Work instruction »
Set down the records again, keeping each line exactly as it is.

Given records »
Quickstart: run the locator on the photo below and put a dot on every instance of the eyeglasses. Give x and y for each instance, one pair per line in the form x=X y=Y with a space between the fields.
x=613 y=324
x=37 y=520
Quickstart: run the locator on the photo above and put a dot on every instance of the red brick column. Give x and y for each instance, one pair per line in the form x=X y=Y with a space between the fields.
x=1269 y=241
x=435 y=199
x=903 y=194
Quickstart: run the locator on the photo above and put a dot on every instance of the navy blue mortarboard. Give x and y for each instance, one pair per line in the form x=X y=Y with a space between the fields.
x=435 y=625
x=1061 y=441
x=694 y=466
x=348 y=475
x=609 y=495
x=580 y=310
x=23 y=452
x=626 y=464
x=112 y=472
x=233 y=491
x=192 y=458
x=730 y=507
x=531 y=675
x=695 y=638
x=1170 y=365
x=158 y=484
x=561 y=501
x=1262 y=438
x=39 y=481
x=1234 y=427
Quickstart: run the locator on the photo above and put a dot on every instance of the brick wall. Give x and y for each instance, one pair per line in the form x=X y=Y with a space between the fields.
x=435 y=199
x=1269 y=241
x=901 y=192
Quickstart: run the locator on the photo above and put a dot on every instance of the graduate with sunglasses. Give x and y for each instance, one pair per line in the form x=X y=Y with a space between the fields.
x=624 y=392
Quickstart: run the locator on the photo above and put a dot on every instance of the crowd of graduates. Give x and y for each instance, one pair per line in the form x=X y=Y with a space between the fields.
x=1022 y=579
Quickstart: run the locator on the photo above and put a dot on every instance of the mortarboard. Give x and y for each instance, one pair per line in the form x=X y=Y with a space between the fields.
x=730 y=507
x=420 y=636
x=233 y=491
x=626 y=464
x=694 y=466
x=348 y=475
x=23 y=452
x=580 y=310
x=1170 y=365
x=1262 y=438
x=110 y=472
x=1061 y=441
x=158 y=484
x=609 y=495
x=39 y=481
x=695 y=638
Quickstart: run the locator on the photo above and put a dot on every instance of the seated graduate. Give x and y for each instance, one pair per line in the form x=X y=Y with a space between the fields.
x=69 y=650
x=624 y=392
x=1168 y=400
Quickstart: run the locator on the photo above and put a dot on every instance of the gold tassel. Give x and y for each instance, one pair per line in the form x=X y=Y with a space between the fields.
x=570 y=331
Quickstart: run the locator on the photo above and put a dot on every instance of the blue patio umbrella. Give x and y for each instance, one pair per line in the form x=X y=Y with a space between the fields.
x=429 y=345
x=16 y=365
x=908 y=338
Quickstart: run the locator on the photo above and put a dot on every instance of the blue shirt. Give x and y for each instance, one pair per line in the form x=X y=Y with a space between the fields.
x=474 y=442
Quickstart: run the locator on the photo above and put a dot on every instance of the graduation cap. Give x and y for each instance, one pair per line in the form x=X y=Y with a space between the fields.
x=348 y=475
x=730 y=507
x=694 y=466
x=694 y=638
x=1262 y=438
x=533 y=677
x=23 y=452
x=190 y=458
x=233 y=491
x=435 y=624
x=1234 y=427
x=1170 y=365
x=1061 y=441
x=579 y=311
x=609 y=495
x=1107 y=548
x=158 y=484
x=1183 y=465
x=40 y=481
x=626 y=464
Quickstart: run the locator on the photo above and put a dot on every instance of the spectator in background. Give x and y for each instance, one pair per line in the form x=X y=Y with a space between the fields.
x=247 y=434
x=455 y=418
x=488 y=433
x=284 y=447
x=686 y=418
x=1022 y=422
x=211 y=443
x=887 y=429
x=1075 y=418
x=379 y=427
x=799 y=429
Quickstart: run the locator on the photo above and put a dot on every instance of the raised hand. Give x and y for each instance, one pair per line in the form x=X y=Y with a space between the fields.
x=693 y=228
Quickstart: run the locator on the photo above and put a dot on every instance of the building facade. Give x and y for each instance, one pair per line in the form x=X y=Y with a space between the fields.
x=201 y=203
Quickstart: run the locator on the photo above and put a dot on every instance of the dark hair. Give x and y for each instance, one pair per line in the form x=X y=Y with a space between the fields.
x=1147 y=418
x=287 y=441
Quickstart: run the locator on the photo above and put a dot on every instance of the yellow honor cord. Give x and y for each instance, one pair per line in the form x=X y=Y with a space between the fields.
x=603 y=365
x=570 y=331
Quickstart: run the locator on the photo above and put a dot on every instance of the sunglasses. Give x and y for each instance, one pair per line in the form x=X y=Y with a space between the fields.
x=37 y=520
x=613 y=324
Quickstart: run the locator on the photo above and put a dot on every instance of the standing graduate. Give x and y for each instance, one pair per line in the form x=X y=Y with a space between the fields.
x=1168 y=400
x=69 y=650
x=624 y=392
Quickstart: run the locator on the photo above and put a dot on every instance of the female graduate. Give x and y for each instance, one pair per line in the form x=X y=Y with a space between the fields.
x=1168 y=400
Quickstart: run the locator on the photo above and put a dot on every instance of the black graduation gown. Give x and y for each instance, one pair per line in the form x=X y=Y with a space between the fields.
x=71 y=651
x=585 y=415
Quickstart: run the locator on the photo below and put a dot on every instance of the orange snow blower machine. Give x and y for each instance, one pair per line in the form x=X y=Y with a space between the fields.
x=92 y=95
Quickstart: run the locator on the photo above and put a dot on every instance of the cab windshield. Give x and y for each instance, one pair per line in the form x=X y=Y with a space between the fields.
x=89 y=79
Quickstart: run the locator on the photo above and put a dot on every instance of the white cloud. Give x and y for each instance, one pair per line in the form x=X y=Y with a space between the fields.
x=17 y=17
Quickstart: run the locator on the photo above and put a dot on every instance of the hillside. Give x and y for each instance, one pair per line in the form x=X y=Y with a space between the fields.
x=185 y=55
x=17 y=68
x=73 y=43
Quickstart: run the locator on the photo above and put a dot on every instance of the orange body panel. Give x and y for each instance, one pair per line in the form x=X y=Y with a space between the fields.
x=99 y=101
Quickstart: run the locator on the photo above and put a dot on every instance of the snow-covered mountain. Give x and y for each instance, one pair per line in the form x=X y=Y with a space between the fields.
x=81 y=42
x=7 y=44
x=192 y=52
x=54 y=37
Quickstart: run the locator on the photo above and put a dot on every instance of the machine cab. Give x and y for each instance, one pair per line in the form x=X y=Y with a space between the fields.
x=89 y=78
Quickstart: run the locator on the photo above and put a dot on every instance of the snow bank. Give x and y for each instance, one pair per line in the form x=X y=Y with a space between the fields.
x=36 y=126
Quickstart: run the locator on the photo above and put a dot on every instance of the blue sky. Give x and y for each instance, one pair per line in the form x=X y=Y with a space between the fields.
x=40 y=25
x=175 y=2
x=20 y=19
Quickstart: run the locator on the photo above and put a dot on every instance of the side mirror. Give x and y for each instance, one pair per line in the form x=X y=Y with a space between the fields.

Solution to this task »
Quickstart: run the locator on the photo below and put a dot on every instance of the eyeglasses. Give x and y for each instance, one pair per line in the form x=X y=Y with a space between the fields.
x=613 y=324
x=37 y=520
Quickstart: run the locator on the photo above and put a dot on every instance of the red brick column. Give x and y for each instance, one pair per line in the form x=X y=Y with a space between the fields.
x=1269 y=241
x=435 y=199
x=903 y=194
Quickstart: run the locator on the photo above and put a dot on every instance of the navy blue mortarboard. Give x and y for each instance, one pair per line in the form x=X y=Y with a space between the fields.
x=435 y=625
x=1061 y=441
x=694 y=466
x=348 y=475
x=609 y=495
x=580 y=310
x=23 y=452
x=626 y=464
x=112 y=472
x=233 y=491
x=192 y=458
x=730 y=507
x=531 y=675
x=695 y=638
x=1170 y=365
x=158 y=484
x=561 y=501
x=1262 y=438
x=39 y=481
x=1234 y=427
Quickstart: run the locator on the photo above and put a dot on every instance of the brick wall. Give x and y for each instance, one pair per line in the form x=X y=Y with a space between the fields.
x=435 y=199
x=1269 y=241
x=901 y=192
Quickstart: run the locator on the photo above and put a dot on every instance of the graduate with sunglasses. Give x and y for each instance, one pair per line in the form x=X y=Y with a space between the fields.
x=624 y=392
Quickstart: run the locator on the photo above and put a dot on every instance of the crowd of graduates. Give x and y for each instance, one pair per line in the form x=X y=Y with a space between the fields.
x=1022 y=579
Quickstart: run the locator on the photo above and put a dot on every instance of the mortarboard. Give x and y for each instance, one pair per line in the form x=X y=Y with a space between the fields.
x=730 y=507
x=420 y=636
x=233 y=491
x=626 y=464
x=694 y=466
x=348 y=475
x=23 y=452
x=580 y=310
x=1170 y=365
x=1262 y=438
x=110 y=472
x=1061 y=441
x=158 y=484
x=609 y=495
x=39 y=481
x=695 y=638
Quickstart: run the locator on the photo above and put a dot on every instance of the seated graduate. Give x and y for each instance, one pair per line in the form x=X y=Y with a space between the fields.
x=69 y=650
x=624 y=392
x=1168 y=400
Quickstart: run the locator on the photo above and put a dot on every instance of the gold tassel. Give x and y for each instance, one pair per line in the form x=X y=Y with a space between the fields.
x=570 y=331
Quickstart: run the locator on the photo above and put a dot on every instance of the blue patio umbrella. Give x and y for each instance, one pair per line in the form x=X y=Y with a space between the fields.
x=429 y=345
x=16 y=365
x=908 y=338
Quickstart: run the locator on the photo above and put a dot on every instance of the blue shirt. Give x and y for each instance, one pair per line in the form x=X y=Y with a space between the fields.
x=474 y=442
Quickstart: run the locator on the photo above and put a dot on every instance of the graduation cap. Give x and y for each instance, one pair per line in the form x=X y=Y with a space between the fields.
x=348 y=475
x=730 y=507
x=694 y=466
x=694 y=638
x=1262 y=438
x=533 y=677
x=23 y=452
x=190 y=458
x=233 y=491
x=435 y=624
x=1234 y=427
x=1170 y=365
x=1061 y=441
x=579 y=311
x=609 y=495
x=1107 y=548
x=158 y=484
x=1183 y=465
x=40 y=481
x=626 y=464
Quickstart: run the locator on the photo above and put a dot on every instance of the spectator in background. Give x and y for each instance, one pair per line in the form x=X y=Y with a space between the fields.
x=247 y=434
x=455 y=418
x=488 y=433
x=284 y=447
x=686 y=418
x=1022 y=422
x=211 y=443
x=887 y=429
x=1075 y=418
x=379 y=427
x=799 y=429
Quickstart: run the locator on the photo above and put a dot on every instance of the raised hand. Give x and y for each instance, one pair per line in the form x=X y=Y with a space between the fields.
x=693 y=228
Quickstart: run the locator on the photo above and put a dot on every instance of the building facade. Give x and y for each instance, one pair per line in the form x=X y=Y with a space between the fields.
x=201 y=203
Quickstart: run the locator on the photo above and put a dot on every instance of the dark hair. Give x and y for each instance, one pair per line in the form x=X y=Y with a space between the fields.
x=1147 y=418
x=287 y=441
Quickstart: run the locator on the photo above and put a dot on every instance of the yellow honor cord. Give x and y for each instance, one pair per line in the form x=X y=Y with a space between the fields.
x=603 y=365
x=570 y=331
Quickstart: run the locator on the photo above and put a dot on every instance of the sunglasses. Give x and y for each instance, one pair per line in the form x=X y=Y with a space between the fields.
x=37 y=520
x=613 y=324
Quickstart: run the locator on the photo above and put a dot on every instance of the standing graduate. Give x and y for each instance, one pair per line in the form x=X y=Y with a space between the fields.
x=1168 y=400
x=69 y=650
x=624 y=392
Quickstart: run the locator on the photo above and put a dot on every instance of the female graduate. Give x and y for each instance, one pair per line in the form x=X y=Y with a space between the fields.
x=1168 y=400
Quickstart: run the locator on the photo above and put a dot on every instance of the black graduation gown. Give x and y for each instance, one pair per line in the form x=X y=Y with a space between the fields.
x=71 y=651
x=585 y=415
Quickstart: run the locator on the photo below and put a dot on every instance of the orange snow blower machine. Give x and y for each instance, one pair per line in the form x=X y=Y with a space between the fields.
x=92 y=95
Quickstart: run the locator on the photo above and put a dot on every instance of the cab windshield. Give x and y for each instance, one pair per line in the form x=X y=Y with a space between the fields.
x=89 y=79
Quickstart: run the locator on the photo above and put a dot on every instance of the white cloud. Give x and y for each instance, one pair per line in the form x=X y=Y with a space between the fields.
x=17 y=17
Quickstart: run the locator on the photo above and put a dot on every instance of the hillside. Give x and y for each instance, one pair per line in the form x=X y=Y with a space between the fields.
x=185 y=55
x=17 y=68
x=73 y=43
Quickstart: run the locator on the photo above and put a dot on every instance of the orange body panel. Give x and y for each instance, one pair per line in the form x=X y=Y with a space between the fields.
x=99 y=101
Quickstart: run the locator on the photo above and put a dot on every instance of the snow-covered mountain. Give x and y for each instance, one pair per line in the form x=X y=Y with a space between the fields.
x=81 y=42
x=7 y=44
x=192 y=52
x=54 y=37
Quickstart: run the locator on the photo above and put a dot on every instance of the machine cab. Give x and y for each instance, one pair per line in the form x=X y=Y with a space between the fields.
x=89 y=78
Quickstart: run the locator on the photo above and put a dot on every instance of the snow bank. Give x and y for each instance, one pair per line in the form x=X y=Y with a space between the fields.
x=36 y=126
Quickstart: run the locator on the photo above and put a dot on every instance of the blue sky. Give x and y for each instance, one pair per line in the form x=X y=Y with a space between the fields.
x=40 y=25
x=175 y=2
x=20 y=19
Quickstart: run the locator on the photo above and put a dot on every instance of the side mirror. Give x and y for each instance, one pair per line in the form x=X y=Y with a space between the fields.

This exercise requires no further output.